(Natural language region descriptions)
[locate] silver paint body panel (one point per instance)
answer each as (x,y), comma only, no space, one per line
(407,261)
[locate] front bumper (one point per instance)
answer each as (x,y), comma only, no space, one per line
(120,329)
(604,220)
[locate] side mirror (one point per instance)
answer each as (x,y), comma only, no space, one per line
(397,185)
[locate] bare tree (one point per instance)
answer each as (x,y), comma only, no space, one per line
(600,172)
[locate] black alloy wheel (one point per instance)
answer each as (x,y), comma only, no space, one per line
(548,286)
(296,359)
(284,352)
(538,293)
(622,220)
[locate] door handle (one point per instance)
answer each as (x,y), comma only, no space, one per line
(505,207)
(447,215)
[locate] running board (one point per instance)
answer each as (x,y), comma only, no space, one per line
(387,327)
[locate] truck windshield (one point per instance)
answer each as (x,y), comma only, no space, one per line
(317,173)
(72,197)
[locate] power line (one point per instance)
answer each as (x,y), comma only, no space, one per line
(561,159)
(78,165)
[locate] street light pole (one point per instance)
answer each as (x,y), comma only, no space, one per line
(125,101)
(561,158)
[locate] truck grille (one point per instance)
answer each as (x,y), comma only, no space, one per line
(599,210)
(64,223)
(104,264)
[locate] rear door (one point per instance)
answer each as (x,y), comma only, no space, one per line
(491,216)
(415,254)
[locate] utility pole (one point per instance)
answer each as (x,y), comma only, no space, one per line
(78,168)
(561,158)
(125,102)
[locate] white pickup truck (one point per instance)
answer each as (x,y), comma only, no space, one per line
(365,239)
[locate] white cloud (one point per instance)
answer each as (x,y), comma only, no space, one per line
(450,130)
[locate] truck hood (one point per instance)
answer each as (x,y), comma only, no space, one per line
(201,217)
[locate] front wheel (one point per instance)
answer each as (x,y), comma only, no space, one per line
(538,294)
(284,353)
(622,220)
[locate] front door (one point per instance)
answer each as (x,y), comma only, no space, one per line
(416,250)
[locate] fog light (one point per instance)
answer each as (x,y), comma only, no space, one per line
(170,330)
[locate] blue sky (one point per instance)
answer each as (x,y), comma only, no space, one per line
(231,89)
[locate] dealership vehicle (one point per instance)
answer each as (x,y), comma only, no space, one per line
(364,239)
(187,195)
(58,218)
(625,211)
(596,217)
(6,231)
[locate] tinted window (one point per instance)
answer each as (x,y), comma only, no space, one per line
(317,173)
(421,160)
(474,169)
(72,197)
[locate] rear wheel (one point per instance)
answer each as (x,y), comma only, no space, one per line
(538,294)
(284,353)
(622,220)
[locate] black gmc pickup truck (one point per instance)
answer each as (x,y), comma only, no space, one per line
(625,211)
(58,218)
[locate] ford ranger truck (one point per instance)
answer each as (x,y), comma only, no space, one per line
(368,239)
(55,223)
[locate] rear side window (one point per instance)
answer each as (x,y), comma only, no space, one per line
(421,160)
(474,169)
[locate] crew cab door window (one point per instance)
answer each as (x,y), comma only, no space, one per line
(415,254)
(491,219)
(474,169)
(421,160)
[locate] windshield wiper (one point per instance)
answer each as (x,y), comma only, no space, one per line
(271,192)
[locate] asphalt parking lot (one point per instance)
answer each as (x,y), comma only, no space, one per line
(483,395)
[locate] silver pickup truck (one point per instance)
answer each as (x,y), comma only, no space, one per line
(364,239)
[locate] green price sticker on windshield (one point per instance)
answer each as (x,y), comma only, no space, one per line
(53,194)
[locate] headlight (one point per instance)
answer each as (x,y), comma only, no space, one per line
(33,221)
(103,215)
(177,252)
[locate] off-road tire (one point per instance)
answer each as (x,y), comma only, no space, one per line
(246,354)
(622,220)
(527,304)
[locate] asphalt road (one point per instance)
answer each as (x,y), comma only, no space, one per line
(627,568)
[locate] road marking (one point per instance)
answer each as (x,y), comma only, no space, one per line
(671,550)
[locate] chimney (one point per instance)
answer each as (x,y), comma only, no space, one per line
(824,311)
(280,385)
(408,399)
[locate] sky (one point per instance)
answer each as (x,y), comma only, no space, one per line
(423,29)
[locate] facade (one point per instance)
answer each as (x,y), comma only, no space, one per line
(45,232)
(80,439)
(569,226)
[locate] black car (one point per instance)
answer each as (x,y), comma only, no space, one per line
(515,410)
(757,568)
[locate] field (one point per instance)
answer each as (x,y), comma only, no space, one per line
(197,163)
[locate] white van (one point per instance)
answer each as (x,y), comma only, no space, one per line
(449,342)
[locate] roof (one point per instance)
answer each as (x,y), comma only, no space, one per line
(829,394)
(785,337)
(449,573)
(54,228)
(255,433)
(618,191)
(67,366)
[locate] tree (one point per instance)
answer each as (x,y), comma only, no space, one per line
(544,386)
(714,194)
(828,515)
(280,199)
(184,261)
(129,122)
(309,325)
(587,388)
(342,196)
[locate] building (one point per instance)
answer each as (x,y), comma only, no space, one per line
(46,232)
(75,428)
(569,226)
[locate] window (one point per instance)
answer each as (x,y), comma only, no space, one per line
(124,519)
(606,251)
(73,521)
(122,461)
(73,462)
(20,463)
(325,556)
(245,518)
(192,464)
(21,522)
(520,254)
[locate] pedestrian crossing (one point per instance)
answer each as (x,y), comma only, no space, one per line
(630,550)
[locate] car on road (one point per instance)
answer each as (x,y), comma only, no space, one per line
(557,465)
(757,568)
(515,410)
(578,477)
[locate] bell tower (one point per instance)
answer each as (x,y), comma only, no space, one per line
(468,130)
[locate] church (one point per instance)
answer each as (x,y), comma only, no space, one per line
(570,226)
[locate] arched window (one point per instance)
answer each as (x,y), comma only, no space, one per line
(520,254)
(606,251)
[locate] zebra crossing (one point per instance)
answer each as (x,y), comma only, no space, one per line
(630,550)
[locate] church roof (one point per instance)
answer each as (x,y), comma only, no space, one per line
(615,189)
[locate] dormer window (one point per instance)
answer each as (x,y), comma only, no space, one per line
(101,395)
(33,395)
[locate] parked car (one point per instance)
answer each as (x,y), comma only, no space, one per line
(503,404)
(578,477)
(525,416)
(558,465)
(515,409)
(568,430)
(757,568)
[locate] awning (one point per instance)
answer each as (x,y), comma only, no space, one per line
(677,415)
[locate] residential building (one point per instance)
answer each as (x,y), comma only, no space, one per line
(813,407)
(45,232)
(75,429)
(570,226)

> **Task statement**:
Each line of the entries above that includes the string "white" should be copied out.

> **Result of this task**:
[locate] white pickup truck (one point per instance)
[locate] white cloud (one point per instance)
[locate] white van (one point per instance)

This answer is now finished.